- [Exercise goal]: Wherever pictures occur in the entries below, leave them out and retype the rest exactly.

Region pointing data
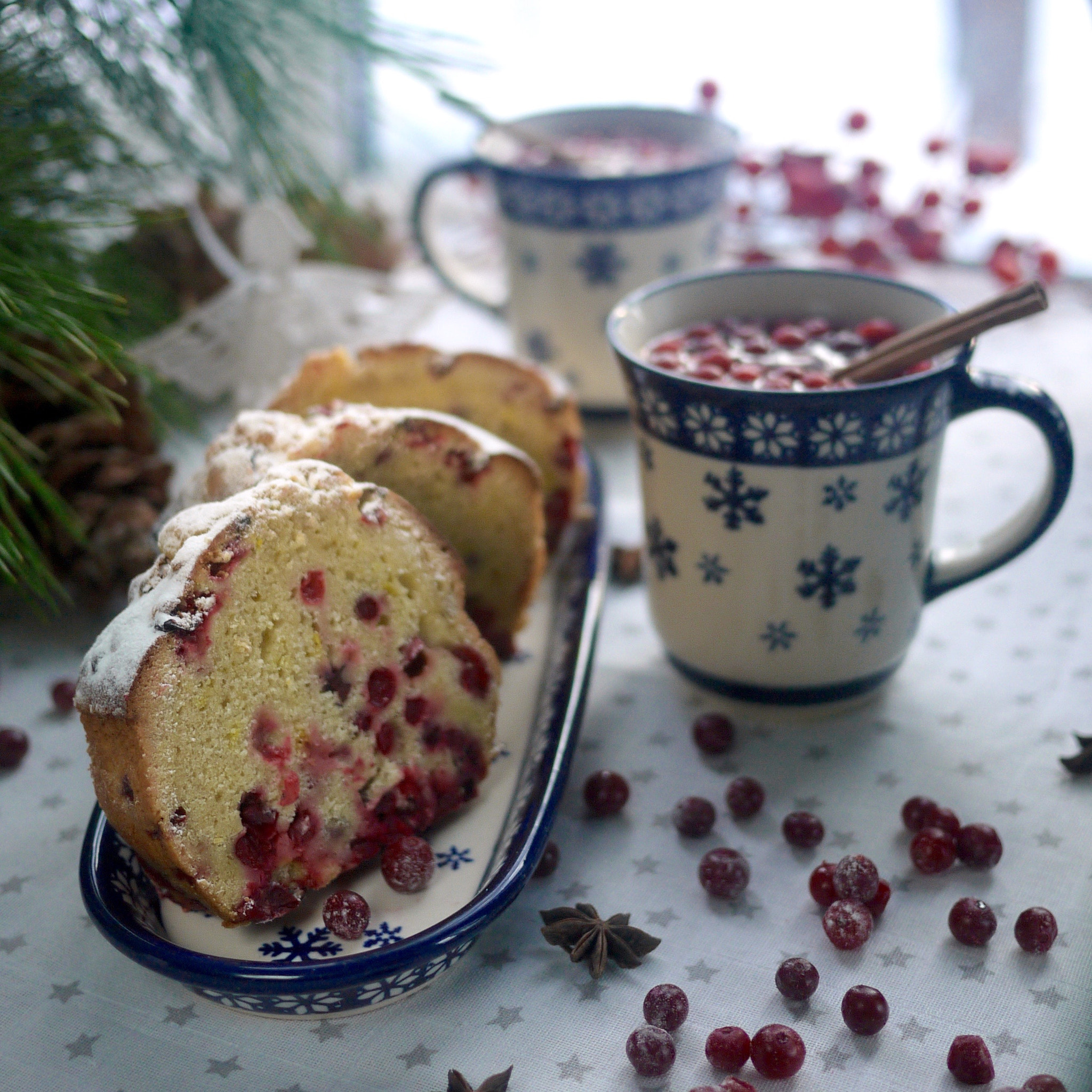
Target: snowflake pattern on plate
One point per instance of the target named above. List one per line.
(708, 427)
(838, 436)
(770, 435)
(896, 429)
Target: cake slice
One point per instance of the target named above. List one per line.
(480, 493)
(522, 403)
(294, 685)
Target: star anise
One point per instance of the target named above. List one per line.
(584, 935)
(496, 1083)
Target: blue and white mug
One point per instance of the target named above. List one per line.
(789, 533)
(576, 245)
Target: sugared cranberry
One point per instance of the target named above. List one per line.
(933, 850)
(667, 1006)
(651, 1051)
(694, 816)
(972, 922)
(969, 1061)
(797, 979)
(14, 744)
(777, 1052)
(548, 863)
(1037, 929)
(347, 916)
(745, 798)
(713, 733)
(803, 830)
(408, 864)
(63, 695)
(727, 1049)
(878, 902)
(856, 877)
(979, 846)
(848, 924)
(822, 884)
(864, 1010)
(606, 793)
(724, 873)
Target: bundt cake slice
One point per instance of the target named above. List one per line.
(294, 685)
(524, 403)
(480, 493)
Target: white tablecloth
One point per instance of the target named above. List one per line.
(995, 683)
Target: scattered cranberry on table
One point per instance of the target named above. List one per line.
(606, 793)
(803, 830)
(667, 1006)
(797, 979)
(548, 863)
(347, 916)
(745, 798)
(933, 851)
(979, 846)
(1037, 929)
(727, 1049)
(14, 744)
(651, 1051)
(694, 816)
(724, 873)
(713, 733)
(972, 922)
(777, 1052)
(848, 924)
(63, 695)
(969, 1061)
(407, 864)
(864, 1010)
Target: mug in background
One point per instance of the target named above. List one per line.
(575, 245)
(789, 532)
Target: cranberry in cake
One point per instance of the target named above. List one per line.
(254, 733)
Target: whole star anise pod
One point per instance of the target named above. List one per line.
(584, 935)
(496, 1083)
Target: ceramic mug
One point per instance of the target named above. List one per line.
(576, 245)
(789, 533)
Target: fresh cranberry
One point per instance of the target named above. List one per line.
(933, 850)
(713, 733)
(803, 830)
(312, 588)
(969, 1061)
(694, 816)
(408, 864)
(848, 924)
(822, 884)
(979, 846)
(972, 922)
(14, 744)
(347, 916)
(651, 1051)
(667, 1006)
(878, 902)
(797, 979)
(63, 695)
(864, 1010)
(856, 877)
(727, 1049)
(606, 793)
(548, 863)
(777, 1052)
(745, 798)
(1037, 929)
(724, 873)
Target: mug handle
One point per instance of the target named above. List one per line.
(430, 254)
(950, 567)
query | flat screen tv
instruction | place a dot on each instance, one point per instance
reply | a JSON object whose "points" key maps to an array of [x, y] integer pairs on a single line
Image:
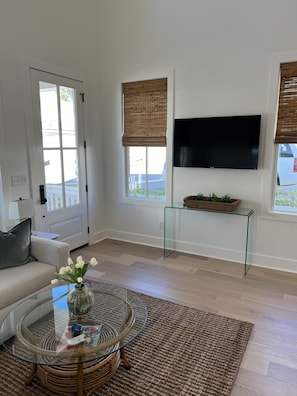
{"points": [[217, 142]]}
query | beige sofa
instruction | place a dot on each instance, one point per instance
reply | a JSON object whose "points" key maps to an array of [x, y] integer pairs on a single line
{"points": [[17, 283]]}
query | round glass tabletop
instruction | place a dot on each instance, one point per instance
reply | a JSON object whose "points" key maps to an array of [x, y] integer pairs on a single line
{"points": [[46, 330]]}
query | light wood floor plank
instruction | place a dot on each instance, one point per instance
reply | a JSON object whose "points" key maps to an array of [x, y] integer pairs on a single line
{"points": [[264, 297]]}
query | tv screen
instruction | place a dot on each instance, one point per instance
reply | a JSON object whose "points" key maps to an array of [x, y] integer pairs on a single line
{"points": [[217, 142]]}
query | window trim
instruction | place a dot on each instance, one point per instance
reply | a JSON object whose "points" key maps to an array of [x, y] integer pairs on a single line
{"points": [[271, 148], [169, 74]]}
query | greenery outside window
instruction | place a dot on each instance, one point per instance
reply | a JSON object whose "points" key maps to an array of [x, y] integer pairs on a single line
{"points": [[145, 138]]}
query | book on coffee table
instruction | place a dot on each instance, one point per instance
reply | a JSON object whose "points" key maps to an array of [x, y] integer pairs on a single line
{"points": [[88, 338]]}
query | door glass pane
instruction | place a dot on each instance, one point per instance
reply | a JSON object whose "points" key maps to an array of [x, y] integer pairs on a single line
{"points": [[59, 139], [53, 179], [71, 177], [68, 121], [49, 114]]}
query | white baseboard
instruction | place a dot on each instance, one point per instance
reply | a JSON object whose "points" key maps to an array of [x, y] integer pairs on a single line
{"points": [[255, 259]]}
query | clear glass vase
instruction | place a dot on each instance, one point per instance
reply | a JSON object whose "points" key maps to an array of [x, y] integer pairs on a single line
{"points": [[80, 299]]}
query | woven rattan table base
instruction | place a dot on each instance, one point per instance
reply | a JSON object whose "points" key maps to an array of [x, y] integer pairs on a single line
{"points": [[64, 379]]}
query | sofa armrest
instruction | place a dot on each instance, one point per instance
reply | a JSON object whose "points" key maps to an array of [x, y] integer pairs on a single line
{"points": [[50, 251]]}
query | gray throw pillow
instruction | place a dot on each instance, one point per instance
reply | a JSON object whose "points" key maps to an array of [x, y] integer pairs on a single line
{"points": [[15, 245]]}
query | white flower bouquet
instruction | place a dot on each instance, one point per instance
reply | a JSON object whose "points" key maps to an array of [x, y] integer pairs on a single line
{"points": [[74, 272]]}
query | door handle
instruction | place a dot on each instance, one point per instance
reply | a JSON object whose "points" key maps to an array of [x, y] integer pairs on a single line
{"points": [[43, 200]]}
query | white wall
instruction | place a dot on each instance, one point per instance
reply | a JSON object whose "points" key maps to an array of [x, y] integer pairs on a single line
{"points": [[221, 52]]}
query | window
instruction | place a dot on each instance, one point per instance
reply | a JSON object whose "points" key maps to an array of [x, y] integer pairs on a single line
{"points": [[144, 137], [285, 199]]}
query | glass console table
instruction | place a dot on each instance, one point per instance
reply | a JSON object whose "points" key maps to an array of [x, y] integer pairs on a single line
{"points": [[170, 213]]}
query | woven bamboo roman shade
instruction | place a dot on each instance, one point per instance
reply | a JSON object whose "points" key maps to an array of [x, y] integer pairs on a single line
{"points": [[145, 113], [286, 129]]}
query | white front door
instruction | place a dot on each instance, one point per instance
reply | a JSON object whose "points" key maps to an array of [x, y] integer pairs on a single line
{"points": [[57, 158]]}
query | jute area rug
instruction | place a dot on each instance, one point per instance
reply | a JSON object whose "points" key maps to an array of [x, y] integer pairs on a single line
{"points": [[181, 352]]}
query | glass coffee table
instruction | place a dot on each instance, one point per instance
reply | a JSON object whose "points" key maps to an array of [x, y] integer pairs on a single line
{"points": [[46, 331]]}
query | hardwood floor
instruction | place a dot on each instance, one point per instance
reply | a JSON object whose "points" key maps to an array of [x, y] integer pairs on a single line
{"points": [[264, 297]]}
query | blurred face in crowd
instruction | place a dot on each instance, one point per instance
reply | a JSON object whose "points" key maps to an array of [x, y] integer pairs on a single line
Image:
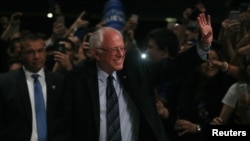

- [Your response]:
Target: snowflake pattern on plate
One point per instance of the target named above. List one per line.
(708, 427)
(838, 436)
(770, 435)
(896, 429)
Target: cake slice
One point per instance of the target named above. List one per line.
(480, 493)
(522, 403)
(294, 685)
Target: star anise
One point per instance of the target named above. List one per line.
(584, 935)
(496, 1083)
Target: blue and white mug
One point per instance of the target named above. List one per line.
(789, 533)
(576, 245)
Target: sugared cranberry
One point per instance of the target named above. List one per line.
(933, 850)
(667, 1006)
(651, 1051)
(694, 816)
(972, 922)
(969, 1061)
(797, 979)
(14, 744)
(777, 1052)
(548, 863)
(1037, 929)
(347, 916)
(745, 798)
(713, 733)
(803, 830)
(408, 864)
(63, 695)
(727, 1049)
(878, 902)
(856, 877)
(979, 846)
(848, 924)
(822, 884)
(864, 1010)
(606, 793)
(724, 873)
Target: bundt cake slice
One point per instance of the target named above. List one per line.
(294, 685)
(524, 403)
(480, 493)
Target: white tablecloth
One point per instance of the target named above. List one per line.
(995, 683)
Target: scattered cranberry on table
One point per instance of the target named above. List one per line.
(606, 793)
(803, 830)
(667, 1006)
(797, 979)
(548, 863)
(347, 916)
(745, 798)
(933, 851)
(979, 846)
(1037, 929)
(727, 1049)
(14, 744)
(651, 1051)
(694, 816)
(724, 873)
(713, 733)
(972, 922)
(777, 1052)
(848, 924)
(63, 695)
(969, 1061)
(407, 864)
(864, 1010)
Target: mug in background
One point per instance of the target named above. List one per line.
(575, 245)
(789, 532)
Target: cranberry in cake
One point per instance of the target named above. List one per line.
(254, 733)
Target: whole star anise pod
One point per instance of the target named above. List one per line.
(584, 935)
(496, 1083)
Target: ceramic mug
One point per instance of the target named above. List one per line.
(576, 245)
(789, 533)
Target: fresh cranberry
One point per instance of the target named above. List one per line.
(933, 850)
(713, 733)
(803, 830)
(312, 588)
(969, 1061)
(694, 816)
(408, 864)
(848, 924)
(822, 884)
(979, 846)
(972, 922)
(14, 744)
(347, 916)
(651, 1051)
(667, 1006)
(878, 902)
(797, 979)
(63, 695)
(864, 1010)
(856, 877)
(727, 1049)
(606, 793)
(548, 863)
(777, 1052)
(745, 798)
(1037, 929)
(724, 873)
Target: mug handle
One point per instance of the target named above. List one per line.
(430, 254)
(950, 567)
query | flat screen tv
instruction | place a dot on each instance, one point per instance
reply | a JSON object whose "points" key maps to an array of [x, y] integer pairs on a single line
Image:
{"points": [[217, 142]]}
query | beige sofa
instruction | place a dot on each instance, one point per instance
reply | a JSON object whose "points" key maps to an array of [x, y] integer pairs on a single line
{"points": [[17, 283]]}
query | round glass tabletop
instruction | place a dot on each instance, one point per instance
reply | a JSON object whose "points" key maps to an array of [x, y] integer pairs on a single line
{"points": [[46, 330]]}
query | light wood floor plank
instruction | place a dot on each instance, one point per instance
reply | a JSON object whose "points" key maps to an array of [x, y] integer pairs on a single line
{"points": [[264, 297]]}
query | tv screen
instruction | place a dot on each instance, one point per instance
reply | a JSON object whose "points" key maps to an array of [x, y] integer pairs on a single line
{"points": [[217, 142]]}
query | window trim
instruction | place a dot on each instance, one point per instance
reply | a JSON object whose "points" key maps to an array of [x, y] integer pairs on a single line
{"points": [[271, 148], [169, 74]]}
query | greenery outside window
instruction | place a dot on each instance, one point per instance
reply | a JSON object whose "points" key maps to an array of [x, y] integer pairs on a single line
{"points": [[145, 138]]}
query | book on coffee table
instruction | place a dot on each instance, one point per instance
reply | a JSON object whose "points" key maps to an array of [x, y] integer pairs on a single line
{"points": [[88, 338]]}
query | door glass pane
instruction | place a dot on each instance, one point per instance
reply | a JSON object whose "points" key maps to an array of [x, y] integer pairs on a single line
{"points": [[59, 139], [53, 179], [71, 177], [68, 121], [49, 114]]}
query | white baseboard
instruction | place a dot on each instance, one point per instance
reply | a JSON object whose "points" key maps to an array of [x, y] integer pairs on a single line
{"points": [[255, 259]]}
query | clear glass vase
instruction | place a dot on each instance, one point per instance
reply | a JSON object whose "points" key maps to an array of [x, y] integer pairs on a single line
{"points": [[80, 299]]}
query | woven rattan table base
instruction | place a dot on each instance, one point per instance
reply | a JSON object whose "points" key maps to an array of [x, y] integer pairs on a single line
{"points": [[64, 379]]}
query | sofa armrest
instruction | place a dot on each instance, one point per instance
reply | a JSON object whose "points" key maps to an array of [x, y] integer pairs on a single line
{"points": [[50, 251]]}
query | gray throw pillow
instruction | place a dot on each instance, one point per instance
reply | a JSON object whose "points" key maps to an array of [x, y] integer pairs on a single line
{"points": [[15, 245]]}
query | white flower bouquet
instruction | place a dot on each instance, one point per instance
reply | a JSON object whose "points" key maps to an array of [x, y] integer pairs on a single line
{"points": [[74, 272]]}
query | door handle
instruction | place a dot on each instance, one point per instance
reply | a JSON object whose "points" key maps to an array of [x, y] integer pairs on a single line
{"points": [[43, 200]]}
query | white wall
instruction | place a dot on each instance, one point per instance
reply | a JSON object whose "points" key maps to an array of [x, y] integer pairs on a single line
{"points": [[221, 52]]}
query | window
instruction | place a dot on each instance, one point per instance
reply | a JSON object whose "points" key maps to an array of [x, y] integer pairs on a single line
{"points": [[144, 137], [285, 199]]}
query | glass console table
instruction | place a dot on each instance, one point per instance
reply | a JSON object whose "points" key maps to an array of [x, y] integer pairs on a single line
{"points": [[170, 213]]}
query | woven bamboo roman shade
instruction | place a dot on each instance, one point per instance
reply | a JSON object whose "points" key maps to an array of [x, y] integer pairs on a single line
{"points": [[145, 113], [286, 129]]}
query | white front door
instruction | place a dot on each instance, one point per instance
reply | a JSON object whose "points" key maps to an array of [x, y] integer pairs on a single line
{"points": [[57, 158]]}
query | jute area rug
instruction | place a dot on each instance, one point per instance
reply | a JSON object whose "points" key maps to an array of [x, y] integer pairs on a single line
{"points": [[181, 352]]}
query | glass coffee table
instruction | place a dot on each instance, one point per instance
reply | a JSON object whose "points" key maps to an array of [x, y] integer pairs on a single line
{"points": [[46, 331]]}
query | hardwood floor
instruction | place a dot on each instance, one point per instance
reply | a JSON object whose "points" key maps to an array of [x, y] integer pairs on a single line
{"points": [[264, 297]]}
query | blurred face in crowd
instruction | place a dot on each instance, one point per instance
reply | a JSON object whose "points" key maps to an array of [x, y] integer pairs on a single line
Image:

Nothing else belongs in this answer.